[Region pointing data]

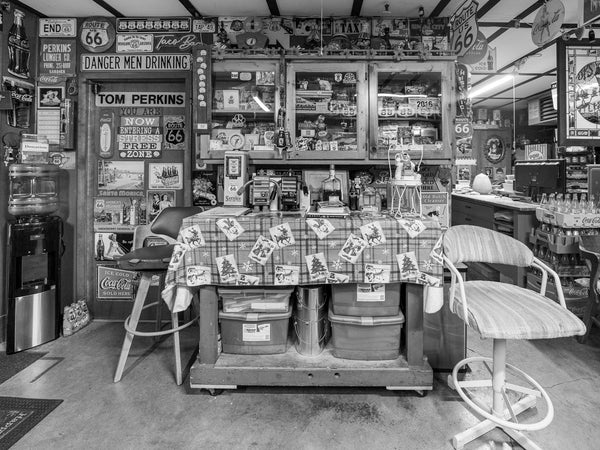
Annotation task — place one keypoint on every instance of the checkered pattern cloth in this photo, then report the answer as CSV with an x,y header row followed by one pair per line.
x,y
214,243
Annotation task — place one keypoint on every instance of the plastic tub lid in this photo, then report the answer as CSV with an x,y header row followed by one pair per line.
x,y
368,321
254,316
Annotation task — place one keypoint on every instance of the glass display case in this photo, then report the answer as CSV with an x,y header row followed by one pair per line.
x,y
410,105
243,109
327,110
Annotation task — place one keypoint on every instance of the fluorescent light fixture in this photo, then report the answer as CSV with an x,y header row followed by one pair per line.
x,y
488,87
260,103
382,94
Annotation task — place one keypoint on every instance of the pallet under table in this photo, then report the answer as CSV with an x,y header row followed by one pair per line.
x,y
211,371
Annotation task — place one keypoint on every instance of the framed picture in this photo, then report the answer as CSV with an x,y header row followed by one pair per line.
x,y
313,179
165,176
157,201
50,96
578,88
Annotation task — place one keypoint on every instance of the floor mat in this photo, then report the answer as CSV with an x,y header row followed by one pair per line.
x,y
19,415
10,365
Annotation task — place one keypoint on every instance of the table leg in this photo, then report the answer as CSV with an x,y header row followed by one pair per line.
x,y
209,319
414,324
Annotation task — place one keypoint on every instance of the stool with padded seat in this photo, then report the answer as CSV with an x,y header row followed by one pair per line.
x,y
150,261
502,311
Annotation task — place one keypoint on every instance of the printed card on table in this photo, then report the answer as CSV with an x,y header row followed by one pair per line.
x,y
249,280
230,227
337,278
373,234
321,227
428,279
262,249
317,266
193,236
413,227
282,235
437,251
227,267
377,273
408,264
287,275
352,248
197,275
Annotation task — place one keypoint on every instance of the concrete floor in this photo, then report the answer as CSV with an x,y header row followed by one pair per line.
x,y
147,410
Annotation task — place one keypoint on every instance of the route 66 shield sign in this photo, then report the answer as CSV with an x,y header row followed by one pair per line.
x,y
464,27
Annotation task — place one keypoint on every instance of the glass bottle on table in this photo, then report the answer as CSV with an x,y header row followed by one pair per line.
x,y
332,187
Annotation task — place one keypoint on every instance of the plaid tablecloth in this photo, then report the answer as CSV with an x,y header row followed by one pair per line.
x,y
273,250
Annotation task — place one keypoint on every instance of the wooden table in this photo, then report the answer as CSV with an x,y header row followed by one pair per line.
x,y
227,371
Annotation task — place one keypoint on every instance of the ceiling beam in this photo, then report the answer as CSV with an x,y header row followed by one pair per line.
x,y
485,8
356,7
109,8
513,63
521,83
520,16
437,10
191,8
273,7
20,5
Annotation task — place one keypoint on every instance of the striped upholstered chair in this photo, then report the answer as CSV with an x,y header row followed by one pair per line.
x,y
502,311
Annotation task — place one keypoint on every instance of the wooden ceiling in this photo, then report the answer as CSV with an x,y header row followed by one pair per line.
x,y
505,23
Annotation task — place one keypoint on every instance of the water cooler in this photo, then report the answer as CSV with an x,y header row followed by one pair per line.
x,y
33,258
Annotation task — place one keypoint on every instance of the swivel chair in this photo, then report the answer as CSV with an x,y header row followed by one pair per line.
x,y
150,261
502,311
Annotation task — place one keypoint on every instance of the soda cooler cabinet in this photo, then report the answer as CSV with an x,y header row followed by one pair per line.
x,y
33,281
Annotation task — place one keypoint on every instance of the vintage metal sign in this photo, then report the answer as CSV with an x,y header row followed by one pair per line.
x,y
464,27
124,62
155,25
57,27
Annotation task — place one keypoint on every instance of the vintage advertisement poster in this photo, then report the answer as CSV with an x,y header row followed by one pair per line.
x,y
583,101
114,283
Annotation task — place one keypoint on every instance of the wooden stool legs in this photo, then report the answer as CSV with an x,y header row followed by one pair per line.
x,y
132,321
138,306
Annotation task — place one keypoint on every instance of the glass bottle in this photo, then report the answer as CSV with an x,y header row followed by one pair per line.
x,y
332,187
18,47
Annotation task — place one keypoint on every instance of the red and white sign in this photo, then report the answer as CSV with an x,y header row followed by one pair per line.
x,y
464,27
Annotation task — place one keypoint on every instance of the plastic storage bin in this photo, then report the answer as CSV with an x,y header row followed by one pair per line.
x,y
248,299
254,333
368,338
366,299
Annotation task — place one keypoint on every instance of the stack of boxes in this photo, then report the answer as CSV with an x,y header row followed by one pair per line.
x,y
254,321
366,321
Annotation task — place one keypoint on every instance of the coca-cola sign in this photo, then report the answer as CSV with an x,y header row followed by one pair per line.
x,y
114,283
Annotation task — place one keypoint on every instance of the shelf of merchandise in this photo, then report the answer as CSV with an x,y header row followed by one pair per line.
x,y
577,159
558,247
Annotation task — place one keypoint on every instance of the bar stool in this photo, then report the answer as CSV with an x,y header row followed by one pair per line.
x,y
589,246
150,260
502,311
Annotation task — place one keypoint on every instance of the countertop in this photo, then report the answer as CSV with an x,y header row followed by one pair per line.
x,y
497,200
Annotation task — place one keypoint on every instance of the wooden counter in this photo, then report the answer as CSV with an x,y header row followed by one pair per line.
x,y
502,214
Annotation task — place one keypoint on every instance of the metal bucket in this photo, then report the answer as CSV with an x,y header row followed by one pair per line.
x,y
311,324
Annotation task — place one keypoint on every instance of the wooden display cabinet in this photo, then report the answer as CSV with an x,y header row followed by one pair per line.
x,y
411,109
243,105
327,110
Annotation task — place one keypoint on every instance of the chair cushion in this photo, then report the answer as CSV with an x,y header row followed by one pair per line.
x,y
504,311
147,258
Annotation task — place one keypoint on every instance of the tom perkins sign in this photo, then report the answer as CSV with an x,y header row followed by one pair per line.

## TASK INSTRUCTIONS
Transcribe all the records above word for word, without their images.

## SOLUTION
Annotation task — place one keypoint on every instance of the checkered pattern cloth in this photo, then report the answer as CSV with an x,y header row followed by one pair per line.
x,y
214,243
Annotation task — place one keypoint on every instance of the plastic tub lid in this photo, then report the answer as CSV with an x,y header row followed by one pair per line.
x,y
368,321
254,316
Annotation task — place one keypoint on every instance of the glass display case in this photo, then report the answer as CSV with an x,y header row followed by one pair per line.
x,y
410,105
243,109
327,110
Annotation task — place one keypoint on every instance of the fluorescent light fixture in this photo, then report the answer as CSV with an x,y header row followed by one pair per line.
x,y
488,87
260,103
382,94
Annotation task — place one keypoint on every instance of the pallet under table in this photo, then report the answer as CSV with an x,y header row followed by one pair per line.
x,y
211,371
Annotation task — place one keypoint on every instance of the framed picture in this photo, then report the answer as CSV with an x,y header row followed by one pair per line.
x,y
313,179
165,176
157,201
50,96
578,88
Annotation task — place one keypoint on every instance of the floor mat in this photo, then report the answer as CSV with an x,y header row followed by one pair per line.
x,y
19,415
10,365
Annotation task — place one keypoint on every instance of the table leg in this photo, then report the answer as CSV with an x,y header row followed by one pair per line.
x,y
209,319
414,324
Annotation task — place one keypoint on every instance of the stool with padded seat in this photo, then report the answer as CSV with an x,y header row followed by one pair per line.
x,y
150,261
502,311
Annotation task — place one keypoint on every instance of the printed card on table in this photo, then report the answer as CSV with an x,y header row followed by one pair per line.
x,y
249,280
230,227
337,278
373,234
321,227
428,279
262,249
317,266
193,236
413,227
282,235
437,251
227,267
377,273
408,264
287,275
352,248
197,275
Annotation task — place one keypoint on every instance of the concrete floor in this photo, then report the answer as CSV with an x,y header row followed by one pair per line.
x,y
147,410
Annotation task — place one keypoint on every instance of the route 66 shield sign in this photo, then report the answer as CSV with an x,y header row followed by one pair per line.
x,y
464,27
Annotation task — place one keypoint on every instance of the glass bottle on table in this photo, then report the answer as CSV with an x,y header row followed by one pair per line.
x,y
332,187
Annotation task — place one keypoint on every instance of the plaid tablecloth in this photo, then report the answer as CSV with an x,y header row followed by one pair per line.
x,y
273,250
Annotation task — place one keypoint on every instance of the wooden table in this photo, then report the answer as CSV with an x,y header row followed by one pair per line.
x,y
227,371
Annotation task — place one keypoint on every instance of the ceiling beam in this photo, then report the answer as CSV with an x,y header row followed by one pair per line.
x,y
485,8
356,7
109,8
513,63
521,83
520,16
437,10
191,8
273,7
20,5
Annotation task — place one keypoint on every instance of the striped upholstered chair in this photo, then report the answer as CSV with an x,y header row followed by one pair per line.
x,y
502,311
Annotation task — place one keypoint on every instance of the wooden ceiling in this photo, then report the answer as CSV with an x,y header row followed by one pair per line.
x,y
505,23
Annotation task — place one keypoint on every instance of the water cooler in this photo, then report the answer as CSV with an x,y header row followed by one pair per line.
x,y
33,258
Annotation task — place one keypoint on every instance of the swivel chair in this photo, then report the answer as CSV with an x,y header row followed by one pair per line.
x,y
150,261
502,311
Annotation task — place one keypoint on every instance of the soda cooler cabinet in this photo, then report the answer as CSV with an x,y header row followed by one pair per line.
x,y
33,281
Annotation task — place one keypoint on every instance of the vintage metal sign in this photo, then report the answer as CSV with an x,y header row followed by one pair per line.
x,y
464,27
124,62
155,25
57,27
Annotation task — place one keypoint on every instance of the vintage advertisement poster in this photo, then report the answer as CSV with an x,y header row followed by one pair per line.
x,y
583,101
114,283
Annotation task — place one keypoint on every instance of the wooden stool legs in this photo, then report the answer as CSV with an x,y header row followed by one pair per line.
x,y
132,321
138,306
Annotation task — place one keypoint on every instance of the glass bottle in this photo, then report the answer as CSV with an x,y header row followed by one pair per line.
x,y
332,187
18,47
Annotation task — place one keypoint on every instance of the red and white sign in this photo, then report the answer as CSV with an x,y header row followed by one pair per line.
x,y
464,27
Annotation task — place one keypoint on every instance of the plastic storage bin in this photo, then report the answer as CSV with an x,y header row followed by one pair per line.
x,y
248,299
254,333
368,338
366,299
Annotation task — place one keypoint on every instance of the stack of boxes in this photo, then report the answer as CSV with an x,y header row followed by one pair per line.
x,y
254,321
366,321
Annotation task — place one keypoint on every instance of the coca-cola sign in this photo, then report the answer as CSV with an x,y header row followed by one pair per line.
x,y
114,283
Annotation task — place one keypoint on every instance of the shelf of merchandise in this photo, then report the answer as CSV with an x,y header row followed by one pair per line.
x,y
577,159
558,247
Annotation task — place one keypoint on every instance of the bar stool in this photo, then report the answer as CSV with an x,y header row followed by one pair per line.
x,y
589,246
150,260
502,311
Annotation task — place one keypoint on every instance of the countertop in this photo, then report the answer as CSV with an x,y header row followed by one pair per line.
x,y
497,200
Annotation task — place one keypoint on every instance of the wooden counter in this photo, then report the answer as CSV with an x,y header row followed by one pair per line.
x,y
502,214
Annotation task — place one keypoint on every instance of the metal bucket in this photo, then report the answer as CSV with an x,y header row followed by one pair per line.
x,y
311,324
Annotation task — place one keypoint on every instance of the wooden display cabinet in this photo, then report the answer as CSV with an x,y header row followed by one pair per line.
x,y
411,109
243,105
327,110
Annotation task — place one keypoint on every instance of the chair cushion in this photo, then report the answer as CSV with an x,y header row followed by one pair per line.
x,y
504,311
147,258
Annotation task — place one keypoint on every instance of the tom perkins sign in this photo, then report the answer as CSV with an x,y header row followed by one pair per line.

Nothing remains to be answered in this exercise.